**Problem to work on:**
In the passage on childhood summer holidays below, reproduce the portion that begins at the words "Family summer holidays" and stops after the words "Regis or Clacton-on-Sea.".

**Study text:**
• • •
Family summer holidays in my childhood were always spent in seaside bed-and-breakfasts or rented rooms. We never stayed in hotels and we certainly never went abroad. Hotel were too expensive and ‘abroad’ was impossibly exotic. Besides, neither of my parents had a passport. It was the same for the extended family. Although an (child-less) aunt and uncle, who had good jobs with British Rail, once went to Spain for a week. I remember a single, very small, photograph of them being passed around at a family gathering. I guess it must have been taken by a beach photographer because neither of them owned a camera. There they were, pink-faced and fully-clothed, sitting in deck chairs, smiling at their sheer good fortune. The most remarkable thing about the picture to my childish eyes was how very hot and sunny it looked. Nothing like Bognor Regis or Clacton-on-Sea.
• • •
**Extracted records:**
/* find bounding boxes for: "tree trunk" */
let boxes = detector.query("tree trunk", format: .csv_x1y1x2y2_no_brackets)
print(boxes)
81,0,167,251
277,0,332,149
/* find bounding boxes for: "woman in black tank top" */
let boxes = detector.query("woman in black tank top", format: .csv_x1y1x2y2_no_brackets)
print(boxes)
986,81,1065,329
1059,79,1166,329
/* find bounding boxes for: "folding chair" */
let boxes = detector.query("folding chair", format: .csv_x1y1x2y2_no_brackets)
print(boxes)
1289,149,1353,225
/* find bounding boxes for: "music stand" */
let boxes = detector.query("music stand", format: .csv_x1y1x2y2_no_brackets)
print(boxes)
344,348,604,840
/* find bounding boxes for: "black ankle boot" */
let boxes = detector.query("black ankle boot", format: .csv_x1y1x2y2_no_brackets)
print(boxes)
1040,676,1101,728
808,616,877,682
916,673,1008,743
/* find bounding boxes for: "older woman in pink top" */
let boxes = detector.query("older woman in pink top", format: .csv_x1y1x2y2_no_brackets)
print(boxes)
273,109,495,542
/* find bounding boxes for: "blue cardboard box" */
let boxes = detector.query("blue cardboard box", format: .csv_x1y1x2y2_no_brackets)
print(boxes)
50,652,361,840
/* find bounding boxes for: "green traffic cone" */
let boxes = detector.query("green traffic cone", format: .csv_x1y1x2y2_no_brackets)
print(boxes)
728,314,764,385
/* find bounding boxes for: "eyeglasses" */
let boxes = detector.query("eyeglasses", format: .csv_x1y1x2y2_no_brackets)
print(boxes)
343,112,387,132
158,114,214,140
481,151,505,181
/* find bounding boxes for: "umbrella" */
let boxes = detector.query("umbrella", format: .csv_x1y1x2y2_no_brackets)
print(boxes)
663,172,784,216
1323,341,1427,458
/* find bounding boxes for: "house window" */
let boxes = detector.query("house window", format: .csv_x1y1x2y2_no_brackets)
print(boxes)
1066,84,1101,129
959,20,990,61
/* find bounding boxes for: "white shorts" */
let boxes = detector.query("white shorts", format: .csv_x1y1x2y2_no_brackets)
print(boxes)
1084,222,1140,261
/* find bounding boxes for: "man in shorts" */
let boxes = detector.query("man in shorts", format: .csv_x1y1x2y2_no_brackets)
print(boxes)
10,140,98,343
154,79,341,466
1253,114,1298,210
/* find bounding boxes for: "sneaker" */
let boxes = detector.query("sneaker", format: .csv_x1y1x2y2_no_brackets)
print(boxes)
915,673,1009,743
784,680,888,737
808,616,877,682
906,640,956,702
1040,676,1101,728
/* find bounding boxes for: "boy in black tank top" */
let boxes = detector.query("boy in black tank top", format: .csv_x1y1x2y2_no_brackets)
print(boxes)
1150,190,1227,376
• • •
**Solution below:**
Family summer holidays in my childhood were always spent in seaside bed-and-breakfasts or rented rooms. We never stayed in hotels and we certainly never went abroad. Hotel were too expensive and ‘abroad’ was impossibly exotic. Besides, neither of my parents had a passport. It was the same for the extended family. Although an (child-less) aunt and uncle, who had good jobs with British Rail, once went to Spain for a week. I remember a single, very small, photograph of them being passed around at a family gathering. I guess it must have been taken by a beach photographer because neither of them owned a camera. There they were, pink-faced and fully-clothed, sitting in deck chairs, smiling at their sheer good fortune. The most remarkable thing about the picture to my childish eyes was how very hot and sunny it looked. Nothing like Bognor Regis or Clacton-on-Sea.